Source document –
Detection of tones can be achieved by using a bank of filters or using the Discrete Fourier Transform (DFT or FFT).

However, the Goertzel algorithm is more efficient for this application.

The Goertzel algorithm is derived from the DFT and exploits the periodicity of the phase factor, exp(-j*2*pi*k/N) to reduce the computational complexity associated with the DFT, as the FFT does.

下面的程序是我今天下午整整一下午的结晶,里面包含了双音多频信号的产生检测完整过程。希望对大家学习有帮助。南无阿弥陀佛

% startup preparation
close all; clear all; 

%% === Generating DTMF Tones =================================================================
% First, let's generate the twelve frequency pairs
symbol = {'1','2','3','4','5','6','7','8','9','*','0','#'};
lfg = [697 770 852 941]; % Low frequency group
hfg = [1209 1336 1477 1633];  % High frequency group
f  = [];
for c=1:4,
    for r=1:3,
        f = [ f [lfg(c);hfg(r)] ];
    end
end
f'
% Next, let's generate and visualize the DTMF tones
Fs  = 8000;       % Sampling frequency 8 kHz
%hint: 100ms(N = 800) for playing sounds, 25.6 ms (N = 205) for detection
N = 800;          % Tones of 100 ms, total observation time Tp = N/Fs = N*Ts = 100ms
t   = (0:N-1)/Fs; % 800 samples at Fs

tones = zeros(N, size(f, 2));
for toneChoice = 1:12  % each column corresponding to a tone
    % Generate tone
    tones(:, toneChoice) = sum(sin(f(:, toneChoice)* 2*pi*t))';
    % Plot tone
    subplot(4, 3, toneChoice), plot(t*1e3, tones(:, toneChoice));
    title(['Symbol "', symbol{toneChoice},'": [',num2str(f(1,toneChoice)),',',num2str(f(2,toneChoice)),']'])

Provided material –

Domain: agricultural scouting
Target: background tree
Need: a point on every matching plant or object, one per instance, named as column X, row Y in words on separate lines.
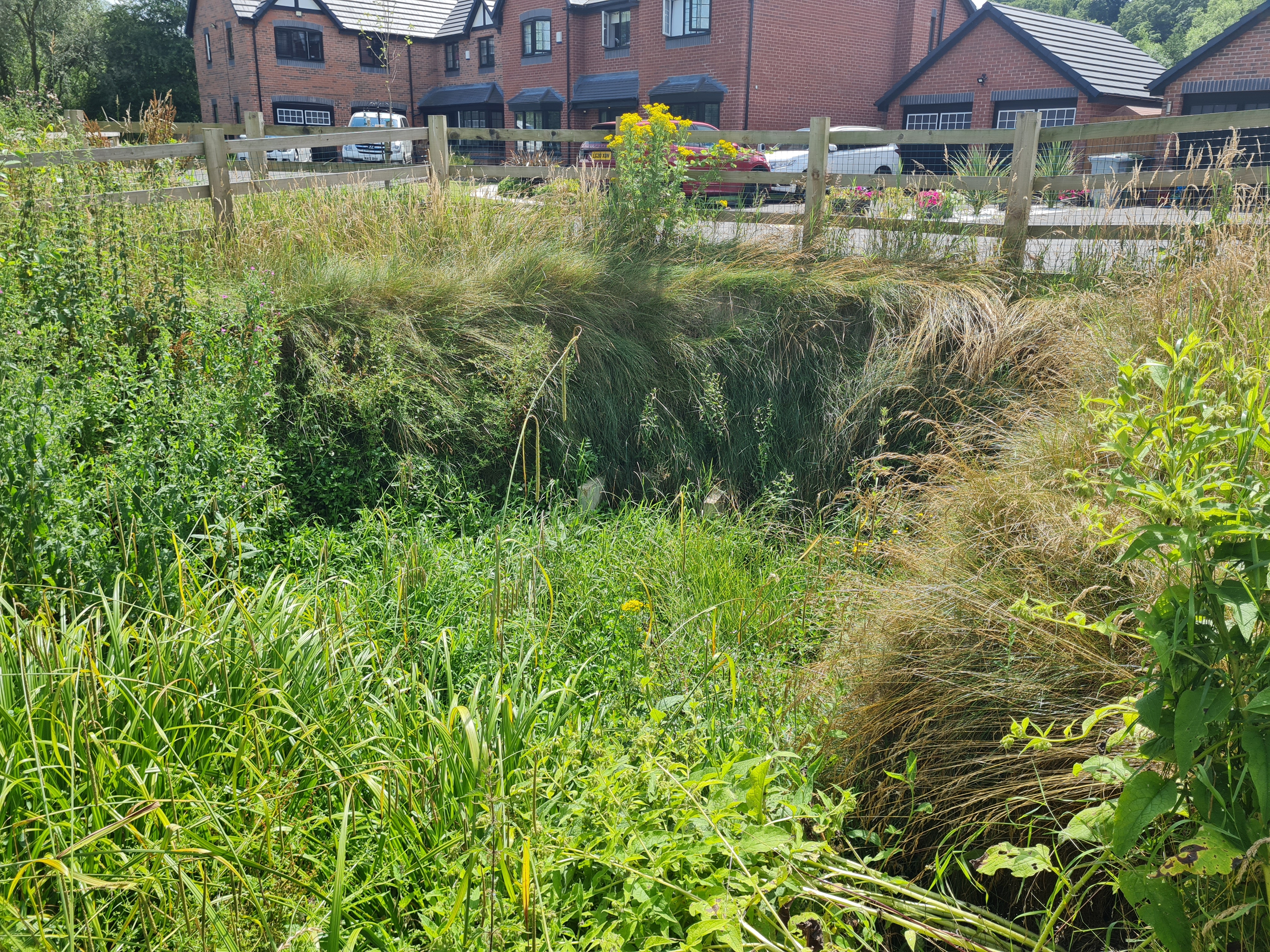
column 144, row 51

What you are asked to do –
According to the DTMF text, how does the Goertzel algorithm reduce computational complexity compared with the DFT? Answer in one to three sentences. Rely only on the text when answering.

Written reply –
The Goertzel algorithm is derived from the DFT and exploits the periodicity of the phase factor, exp(-j*2*pi*k/N), to reduce the computational complexity associated with the DFT. The FFT uses this same approach.